==== Document

Tool design: write tools the way you write APIs

A team I helped last quarter had built twelve agent tools in three weeks. The agent could call any of them. None of them worked reliably together. Their incident review concluded: "the model is making bad tool choices."

I asked to see the tool list. Here is what was registered, names anonymised but not by much:

process_data(input)
handle_request(req)
get_info(id)
do_lookup(name, value)
helper(text)
process_data_v2(input, options)  # v1 is deprecated but still callable
fetch(url)
search(q)
queryDB(sql)
runQuery(query, params)
post_to_slack(msg)
sendNotification(target, body)

The model was not making bad tool choices. The model was being asked to do API design at runtime, with twelve options that all sounded similar, with no guidance about which one to use when. It was guessing. Reasonably often, it guessed wrong.

Tools you give to agents are APIs. The same design discipline applies — and matters more, because the agent can't ask clarifying questions and can't open a Slack thread to debate naming with the team that built them.

Names matter more than you think

The tool's name is the first thing the model sees in any session. The tool list is loaded into context. Every choice the agent makes about which tool to call is a choice made against names and one-line descriptions.

Compare:

# Before
@tool
def process_data(input: dict) -> dict: ...

# After
@tool
def extract_invoice_line_items(invoice_pdf_url: str) -> list[LineItem]: ...

========

== What you need to do ==
A – Set down, word for word, the stretch of the article on tool design from "helper(text)" through "sendNotification(target, body)".
B – In the article on tool design, how many agent tools had the team built, and over what span of time?
C – List every tool in the registered tool list of the article on tool design that takes exactly two parameters.
Work only from the article on tool design.

==== Entries supplied

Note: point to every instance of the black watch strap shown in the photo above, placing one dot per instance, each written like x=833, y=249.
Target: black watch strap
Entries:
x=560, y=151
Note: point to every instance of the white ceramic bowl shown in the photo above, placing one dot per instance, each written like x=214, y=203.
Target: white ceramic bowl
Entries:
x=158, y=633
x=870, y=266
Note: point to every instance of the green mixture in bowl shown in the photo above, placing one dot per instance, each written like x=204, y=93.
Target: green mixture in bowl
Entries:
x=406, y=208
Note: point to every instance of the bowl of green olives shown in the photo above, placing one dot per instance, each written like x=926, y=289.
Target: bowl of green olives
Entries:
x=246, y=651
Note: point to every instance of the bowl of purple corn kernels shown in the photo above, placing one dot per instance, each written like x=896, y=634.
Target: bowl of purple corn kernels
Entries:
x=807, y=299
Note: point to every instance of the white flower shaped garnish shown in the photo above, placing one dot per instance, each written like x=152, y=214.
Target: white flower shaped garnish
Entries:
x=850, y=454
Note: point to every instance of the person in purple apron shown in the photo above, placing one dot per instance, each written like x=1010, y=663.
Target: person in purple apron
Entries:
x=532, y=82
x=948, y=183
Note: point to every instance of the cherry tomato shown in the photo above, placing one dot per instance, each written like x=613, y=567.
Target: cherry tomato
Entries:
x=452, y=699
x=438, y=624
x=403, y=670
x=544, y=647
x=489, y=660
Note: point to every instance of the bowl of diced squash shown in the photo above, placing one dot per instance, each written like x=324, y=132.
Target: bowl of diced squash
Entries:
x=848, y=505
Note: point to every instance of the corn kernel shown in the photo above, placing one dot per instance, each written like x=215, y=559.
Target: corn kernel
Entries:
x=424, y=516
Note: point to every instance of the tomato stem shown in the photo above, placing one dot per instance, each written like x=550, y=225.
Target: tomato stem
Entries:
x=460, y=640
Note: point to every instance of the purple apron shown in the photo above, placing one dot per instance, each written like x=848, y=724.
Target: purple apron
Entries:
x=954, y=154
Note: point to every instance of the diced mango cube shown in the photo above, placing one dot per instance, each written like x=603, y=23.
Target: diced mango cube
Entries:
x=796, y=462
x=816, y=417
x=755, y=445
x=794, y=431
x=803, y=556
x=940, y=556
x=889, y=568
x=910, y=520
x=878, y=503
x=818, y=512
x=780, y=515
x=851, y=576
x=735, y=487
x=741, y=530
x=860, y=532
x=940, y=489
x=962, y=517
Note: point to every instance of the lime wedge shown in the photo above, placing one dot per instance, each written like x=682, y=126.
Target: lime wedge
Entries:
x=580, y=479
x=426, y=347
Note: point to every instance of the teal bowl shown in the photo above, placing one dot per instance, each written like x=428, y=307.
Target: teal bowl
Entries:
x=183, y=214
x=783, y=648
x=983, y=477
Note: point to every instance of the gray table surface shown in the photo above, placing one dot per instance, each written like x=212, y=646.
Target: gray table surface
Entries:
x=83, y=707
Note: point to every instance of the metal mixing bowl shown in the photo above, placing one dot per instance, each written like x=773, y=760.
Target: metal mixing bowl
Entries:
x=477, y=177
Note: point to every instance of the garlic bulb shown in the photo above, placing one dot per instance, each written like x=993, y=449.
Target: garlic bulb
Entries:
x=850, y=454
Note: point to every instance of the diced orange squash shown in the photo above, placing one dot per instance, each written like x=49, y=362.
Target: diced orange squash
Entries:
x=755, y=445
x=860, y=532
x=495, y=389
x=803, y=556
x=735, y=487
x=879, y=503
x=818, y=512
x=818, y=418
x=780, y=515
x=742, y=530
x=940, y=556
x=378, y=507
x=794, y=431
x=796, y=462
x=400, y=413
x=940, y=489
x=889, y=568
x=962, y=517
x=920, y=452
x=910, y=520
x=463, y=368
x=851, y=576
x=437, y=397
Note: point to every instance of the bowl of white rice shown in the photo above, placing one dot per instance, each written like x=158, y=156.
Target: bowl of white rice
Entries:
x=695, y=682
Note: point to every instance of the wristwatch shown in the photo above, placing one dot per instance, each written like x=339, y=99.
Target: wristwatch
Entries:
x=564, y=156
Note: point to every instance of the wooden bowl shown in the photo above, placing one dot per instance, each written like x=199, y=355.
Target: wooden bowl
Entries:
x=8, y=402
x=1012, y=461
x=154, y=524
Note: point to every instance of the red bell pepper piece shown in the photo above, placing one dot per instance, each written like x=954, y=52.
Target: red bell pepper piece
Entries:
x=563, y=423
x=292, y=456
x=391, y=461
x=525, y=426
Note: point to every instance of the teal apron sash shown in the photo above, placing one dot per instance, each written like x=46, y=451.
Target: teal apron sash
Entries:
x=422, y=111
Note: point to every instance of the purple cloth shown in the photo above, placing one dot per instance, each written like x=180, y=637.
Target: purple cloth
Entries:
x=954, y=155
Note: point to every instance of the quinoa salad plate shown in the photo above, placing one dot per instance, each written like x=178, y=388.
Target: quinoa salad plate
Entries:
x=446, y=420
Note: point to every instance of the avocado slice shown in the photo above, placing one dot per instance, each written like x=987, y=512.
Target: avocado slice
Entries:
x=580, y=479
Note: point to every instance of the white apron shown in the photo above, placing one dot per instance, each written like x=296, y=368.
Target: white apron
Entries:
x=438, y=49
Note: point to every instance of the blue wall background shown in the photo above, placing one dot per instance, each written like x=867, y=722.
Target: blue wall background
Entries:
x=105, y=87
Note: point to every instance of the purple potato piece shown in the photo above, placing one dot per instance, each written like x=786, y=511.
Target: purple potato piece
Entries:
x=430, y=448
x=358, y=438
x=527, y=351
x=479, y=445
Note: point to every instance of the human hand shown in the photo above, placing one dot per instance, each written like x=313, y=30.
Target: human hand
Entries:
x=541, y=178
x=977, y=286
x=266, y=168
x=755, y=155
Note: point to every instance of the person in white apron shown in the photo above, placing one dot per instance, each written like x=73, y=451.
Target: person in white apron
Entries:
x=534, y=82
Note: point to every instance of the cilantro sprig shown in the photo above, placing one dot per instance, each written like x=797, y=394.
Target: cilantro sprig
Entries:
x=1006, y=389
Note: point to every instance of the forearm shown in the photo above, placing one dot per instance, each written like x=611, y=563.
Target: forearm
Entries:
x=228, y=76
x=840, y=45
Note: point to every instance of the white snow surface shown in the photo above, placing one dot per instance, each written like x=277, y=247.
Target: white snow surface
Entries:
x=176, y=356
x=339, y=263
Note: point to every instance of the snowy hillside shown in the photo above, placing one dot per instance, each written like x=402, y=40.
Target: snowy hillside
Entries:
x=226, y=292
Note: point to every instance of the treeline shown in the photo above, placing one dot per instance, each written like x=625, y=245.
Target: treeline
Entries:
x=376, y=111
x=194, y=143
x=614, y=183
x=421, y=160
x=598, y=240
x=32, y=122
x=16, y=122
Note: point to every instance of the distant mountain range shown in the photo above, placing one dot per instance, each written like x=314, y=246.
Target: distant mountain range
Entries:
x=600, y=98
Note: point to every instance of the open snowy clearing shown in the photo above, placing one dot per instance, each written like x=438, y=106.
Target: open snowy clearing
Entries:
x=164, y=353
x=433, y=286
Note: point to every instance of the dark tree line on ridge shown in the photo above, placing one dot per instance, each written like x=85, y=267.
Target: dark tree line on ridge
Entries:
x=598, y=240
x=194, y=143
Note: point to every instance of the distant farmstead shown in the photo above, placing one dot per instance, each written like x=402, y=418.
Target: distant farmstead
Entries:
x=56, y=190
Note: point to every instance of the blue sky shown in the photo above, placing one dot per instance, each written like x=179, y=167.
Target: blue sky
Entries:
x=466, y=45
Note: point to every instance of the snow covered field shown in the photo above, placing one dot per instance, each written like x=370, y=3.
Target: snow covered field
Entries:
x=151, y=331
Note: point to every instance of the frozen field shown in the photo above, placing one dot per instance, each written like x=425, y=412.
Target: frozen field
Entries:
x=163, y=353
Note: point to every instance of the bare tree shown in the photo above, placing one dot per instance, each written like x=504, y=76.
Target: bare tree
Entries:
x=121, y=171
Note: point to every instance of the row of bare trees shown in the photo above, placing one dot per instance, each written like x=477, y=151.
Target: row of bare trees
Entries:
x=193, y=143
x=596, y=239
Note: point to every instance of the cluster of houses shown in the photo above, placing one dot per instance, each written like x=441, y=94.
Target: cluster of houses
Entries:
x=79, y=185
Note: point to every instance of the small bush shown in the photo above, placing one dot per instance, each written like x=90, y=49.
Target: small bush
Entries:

========

== Answers given ==
A –
helper(text)
process_data_v2(input, options)  # v1 is deprecated but still callable
fetch(url)
search(q)
queryDB(sql)
runQuery(query, params)
post_to_slack(msg)
sendNotification(target, body)

B – Twelve agent tools in three weeks.

C –
do_lookup(name, value)
process_data_v2(input, options)
runQuery(query, params)
sendNotification(target, body)